§ Referring expression pointing data:
——————————
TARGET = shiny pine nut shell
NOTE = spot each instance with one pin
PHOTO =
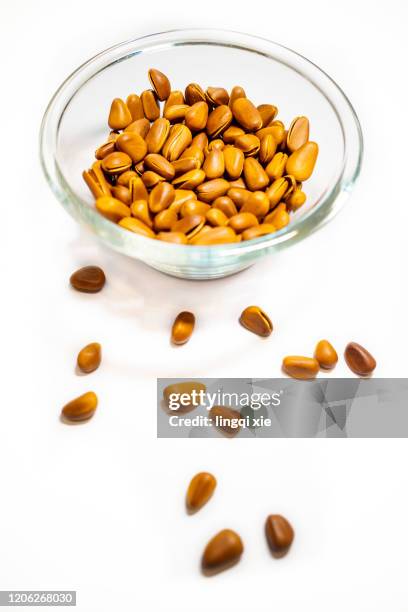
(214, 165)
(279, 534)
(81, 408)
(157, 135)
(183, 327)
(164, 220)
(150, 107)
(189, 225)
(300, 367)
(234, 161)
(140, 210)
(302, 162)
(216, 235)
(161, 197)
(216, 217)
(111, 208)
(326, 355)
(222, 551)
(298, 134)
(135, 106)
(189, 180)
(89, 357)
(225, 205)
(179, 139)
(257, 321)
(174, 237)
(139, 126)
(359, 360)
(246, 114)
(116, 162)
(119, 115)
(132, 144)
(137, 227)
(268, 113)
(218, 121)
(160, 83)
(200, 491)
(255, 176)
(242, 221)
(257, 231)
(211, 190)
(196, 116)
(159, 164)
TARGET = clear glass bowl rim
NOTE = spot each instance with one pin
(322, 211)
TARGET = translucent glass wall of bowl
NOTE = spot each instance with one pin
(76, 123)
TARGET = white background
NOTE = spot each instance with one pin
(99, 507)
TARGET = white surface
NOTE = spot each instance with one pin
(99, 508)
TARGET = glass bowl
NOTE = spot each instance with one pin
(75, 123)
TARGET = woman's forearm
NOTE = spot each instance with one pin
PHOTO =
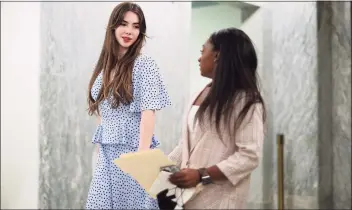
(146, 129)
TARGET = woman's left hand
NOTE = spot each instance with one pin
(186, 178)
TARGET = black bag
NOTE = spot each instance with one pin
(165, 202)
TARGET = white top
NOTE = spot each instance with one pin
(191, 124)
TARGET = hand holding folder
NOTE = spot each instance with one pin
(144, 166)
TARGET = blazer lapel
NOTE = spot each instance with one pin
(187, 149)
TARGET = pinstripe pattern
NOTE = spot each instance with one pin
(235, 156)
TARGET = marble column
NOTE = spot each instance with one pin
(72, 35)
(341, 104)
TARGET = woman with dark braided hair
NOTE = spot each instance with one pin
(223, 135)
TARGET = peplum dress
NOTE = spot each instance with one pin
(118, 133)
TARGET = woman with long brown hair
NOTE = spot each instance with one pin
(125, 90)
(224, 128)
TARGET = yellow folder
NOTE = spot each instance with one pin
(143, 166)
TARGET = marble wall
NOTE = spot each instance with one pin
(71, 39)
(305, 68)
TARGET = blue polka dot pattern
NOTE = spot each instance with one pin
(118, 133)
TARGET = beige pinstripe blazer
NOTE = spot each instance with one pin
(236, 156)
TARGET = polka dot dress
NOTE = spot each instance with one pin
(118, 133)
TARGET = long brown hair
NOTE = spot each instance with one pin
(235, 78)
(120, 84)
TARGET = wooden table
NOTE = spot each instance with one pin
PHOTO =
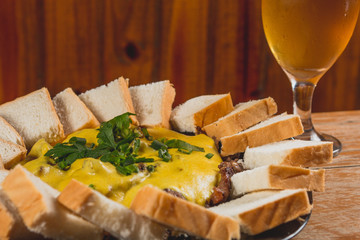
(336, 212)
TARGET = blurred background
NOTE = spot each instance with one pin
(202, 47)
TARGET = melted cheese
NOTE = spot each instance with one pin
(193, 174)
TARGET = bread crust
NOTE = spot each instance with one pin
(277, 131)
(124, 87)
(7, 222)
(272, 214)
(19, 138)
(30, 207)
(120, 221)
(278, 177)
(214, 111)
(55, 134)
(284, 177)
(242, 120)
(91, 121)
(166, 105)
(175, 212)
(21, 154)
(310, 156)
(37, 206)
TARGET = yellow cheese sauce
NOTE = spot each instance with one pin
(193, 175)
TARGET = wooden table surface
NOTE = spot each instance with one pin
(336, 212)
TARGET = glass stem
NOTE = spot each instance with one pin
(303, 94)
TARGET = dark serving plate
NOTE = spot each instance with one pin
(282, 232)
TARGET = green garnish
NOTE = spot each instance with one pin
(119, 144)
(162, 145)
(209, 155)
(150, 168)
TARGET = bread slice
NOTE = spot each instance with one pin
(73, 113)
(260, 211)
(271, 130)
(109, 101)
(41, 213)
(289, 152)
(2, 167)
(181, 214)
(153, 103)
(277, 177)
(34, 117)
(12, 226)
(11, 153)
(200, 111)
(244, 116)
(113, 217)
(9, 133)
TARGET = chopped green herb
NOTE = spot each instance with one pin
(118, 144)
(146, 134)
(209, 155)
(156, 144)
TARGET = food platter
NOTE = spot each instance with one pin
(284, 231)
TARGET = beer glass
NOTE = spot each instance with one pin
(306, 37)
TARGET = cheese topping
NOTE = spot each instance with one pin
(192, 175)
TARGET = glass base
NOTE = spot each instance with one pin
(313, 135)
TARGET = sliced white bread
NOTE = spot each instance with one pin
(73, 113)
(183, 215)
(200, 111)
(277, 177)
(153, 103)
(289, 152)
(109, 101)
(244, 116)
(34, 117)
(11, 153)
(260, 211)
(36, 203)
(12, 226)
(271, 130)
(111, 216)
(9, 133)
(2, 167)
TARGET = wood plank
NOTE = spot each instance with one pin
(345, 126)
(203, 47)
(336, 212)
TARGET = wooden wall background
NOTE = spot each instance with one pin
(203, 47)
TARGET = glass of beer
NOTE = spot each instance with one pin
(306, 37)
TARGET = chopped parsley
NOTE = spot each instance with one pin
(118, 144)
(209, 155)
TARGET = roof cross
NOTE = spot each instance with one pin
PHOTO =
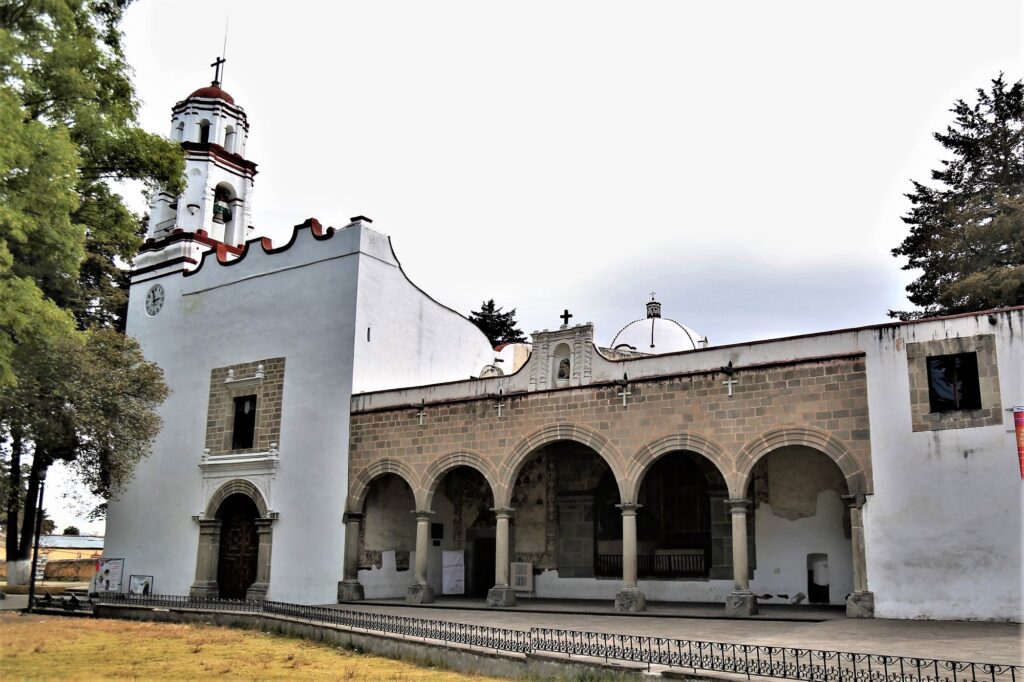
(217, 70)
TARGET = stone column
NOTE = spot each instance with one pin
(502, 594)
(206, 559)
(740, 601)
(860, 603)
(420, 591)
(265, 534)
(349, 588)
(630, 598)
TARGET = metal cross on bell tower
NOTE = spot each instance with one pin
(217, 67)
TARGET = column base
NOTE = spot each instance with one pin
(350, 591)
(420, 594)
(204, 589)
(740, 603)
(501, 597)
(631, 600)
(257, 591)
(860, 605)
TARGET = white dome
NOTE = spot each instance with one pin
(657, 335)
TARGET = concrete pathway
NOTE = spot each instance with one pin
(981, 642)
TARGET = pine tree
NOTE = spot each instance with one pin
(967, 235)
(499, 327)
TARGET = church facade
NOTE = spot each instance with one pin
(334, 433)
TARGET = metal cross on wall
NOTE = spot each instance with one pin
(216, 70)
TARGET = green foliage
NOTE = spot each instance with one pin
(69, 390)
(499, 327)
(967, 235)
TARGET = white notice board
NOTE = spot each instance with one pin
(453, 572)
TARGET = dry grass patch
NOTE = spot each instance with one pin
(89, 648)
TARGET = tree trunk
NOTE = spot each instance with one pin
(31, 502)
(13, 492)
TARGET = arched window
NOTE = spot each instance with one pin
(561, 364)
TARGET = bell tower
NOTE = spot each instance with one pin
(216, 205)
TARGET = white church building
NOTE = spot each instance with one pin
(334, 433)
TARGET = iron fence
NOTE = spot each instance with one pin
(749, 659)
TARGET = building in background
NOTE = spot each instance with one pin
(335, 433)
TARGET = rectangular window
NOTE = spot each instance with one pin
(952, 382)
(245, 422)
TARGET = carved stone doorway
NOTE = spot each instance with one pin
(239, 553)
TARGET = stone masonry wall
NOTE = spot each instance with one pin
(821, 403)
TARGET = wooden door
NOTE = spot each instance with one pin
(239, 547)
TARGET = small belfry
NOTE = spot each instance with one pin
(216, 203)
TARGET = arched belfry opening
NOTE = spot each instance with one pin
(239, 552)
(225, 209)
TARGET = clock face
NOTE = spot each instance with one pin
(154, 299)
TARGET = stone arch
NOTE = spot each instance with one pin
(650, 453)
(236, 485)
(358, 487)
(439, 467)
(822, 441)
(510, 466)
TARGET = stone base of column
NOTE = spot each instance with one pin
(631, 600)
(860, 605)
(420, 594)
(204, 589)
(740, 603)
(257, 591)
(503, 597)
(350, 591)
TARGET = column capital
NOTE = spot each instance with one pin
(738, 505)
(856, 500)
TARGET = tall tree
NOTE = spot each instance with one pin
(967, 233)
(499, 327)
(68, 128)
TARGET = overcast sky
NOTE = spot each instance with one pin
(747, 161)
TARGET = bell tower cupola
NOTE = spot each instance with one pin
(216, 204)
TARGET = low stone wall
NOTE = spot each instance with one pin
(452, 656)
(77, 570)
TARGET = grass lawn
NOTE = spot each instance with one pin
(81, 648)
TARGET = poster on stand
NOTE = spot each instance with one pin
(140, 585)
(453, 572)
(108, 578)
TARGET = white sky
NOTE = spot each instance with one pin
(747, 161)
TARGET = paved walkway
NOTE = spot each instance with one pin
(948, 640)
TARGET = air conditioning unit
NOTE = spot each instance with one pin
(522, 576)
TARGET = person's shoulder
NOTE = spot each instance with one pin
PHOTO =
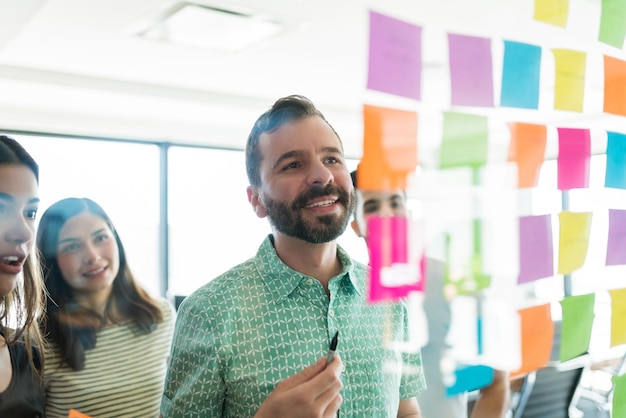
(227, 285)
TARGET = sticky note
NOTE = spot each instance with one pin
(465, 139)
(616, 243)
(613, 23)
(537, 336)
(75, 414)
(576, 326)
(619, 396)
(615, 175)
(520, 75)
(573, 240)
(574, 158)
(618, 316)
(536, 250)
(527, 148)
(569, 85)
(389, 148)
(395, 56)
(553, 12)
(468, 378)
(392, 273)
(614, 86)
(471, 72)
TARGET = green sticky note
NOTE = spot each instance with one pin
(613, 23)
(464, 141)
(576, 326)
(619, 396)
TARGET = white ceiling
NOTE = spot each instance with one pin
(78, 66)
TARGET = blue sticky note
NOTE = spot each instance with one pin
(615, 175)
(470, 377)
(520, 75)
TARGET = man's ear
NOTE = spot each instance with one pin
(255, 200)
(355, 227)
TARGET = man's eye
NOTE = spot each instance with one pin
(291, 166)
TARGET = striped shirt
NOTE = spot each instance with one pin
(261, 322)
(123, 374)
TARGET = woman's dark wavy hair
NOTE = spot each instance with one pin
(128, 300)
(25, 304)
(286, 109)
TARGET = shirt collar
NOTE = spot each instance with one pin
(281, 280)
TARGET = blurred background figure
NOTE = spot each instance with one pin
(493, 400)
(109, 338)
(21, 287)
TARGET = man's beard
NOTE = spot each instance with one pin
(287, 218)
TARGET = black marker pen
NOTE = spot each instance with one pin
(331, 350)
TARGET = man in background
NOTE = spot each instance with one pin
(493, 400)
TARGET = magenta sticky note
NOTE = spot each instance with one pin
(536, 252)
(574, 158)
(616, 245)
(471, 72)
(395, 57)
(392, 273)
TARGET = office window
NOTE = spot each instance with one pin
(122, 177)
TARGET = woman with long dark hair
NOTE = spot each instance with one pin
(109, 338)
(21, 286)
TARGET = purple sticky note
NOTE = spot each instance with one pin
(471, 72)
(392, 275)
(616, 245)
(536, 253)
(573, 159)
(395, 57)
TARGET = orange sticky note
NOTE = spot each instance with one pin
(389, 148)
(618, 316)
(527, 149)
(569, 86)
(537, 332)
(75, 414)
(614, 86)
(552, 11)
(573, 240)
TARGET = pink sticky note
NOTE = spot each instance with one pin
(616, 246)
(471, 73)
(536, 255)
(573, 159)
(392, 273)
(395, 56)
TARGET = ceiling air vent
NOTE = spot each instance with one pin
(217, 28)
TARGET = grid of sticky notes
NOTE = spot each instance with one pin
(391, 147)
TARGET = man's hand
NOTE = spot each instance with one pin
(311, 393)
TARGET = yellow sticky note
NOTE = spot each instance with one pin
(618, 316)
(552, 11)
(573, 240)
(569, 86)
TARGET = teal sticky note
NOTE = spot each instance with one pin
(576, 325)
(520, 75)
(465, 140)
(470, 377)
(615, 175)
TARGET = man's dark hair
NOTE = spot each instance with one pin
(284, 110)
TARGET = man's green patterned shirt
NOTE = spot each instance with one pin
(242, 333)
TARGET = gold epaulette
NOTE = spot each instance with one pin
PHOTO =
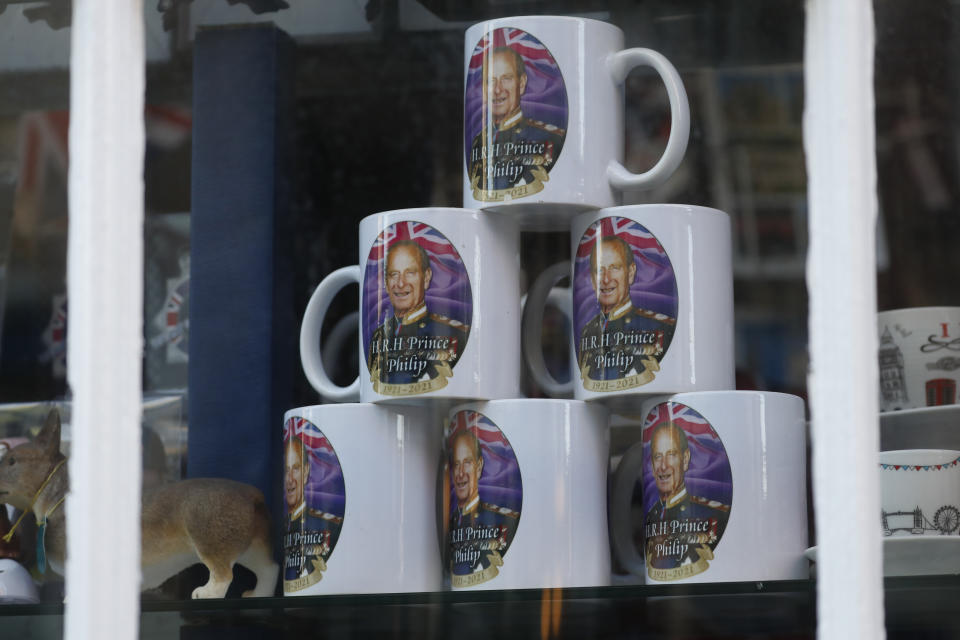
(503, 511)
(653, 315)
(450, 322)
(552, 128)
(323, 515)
——————————
§ WHAT THE TASK REQUIRES: Scan the records above. Return every line with "blurred" in it.

§ ANSWER TO THE PROBLEM:
TARGET = blurred background
TARGET = blurred background figure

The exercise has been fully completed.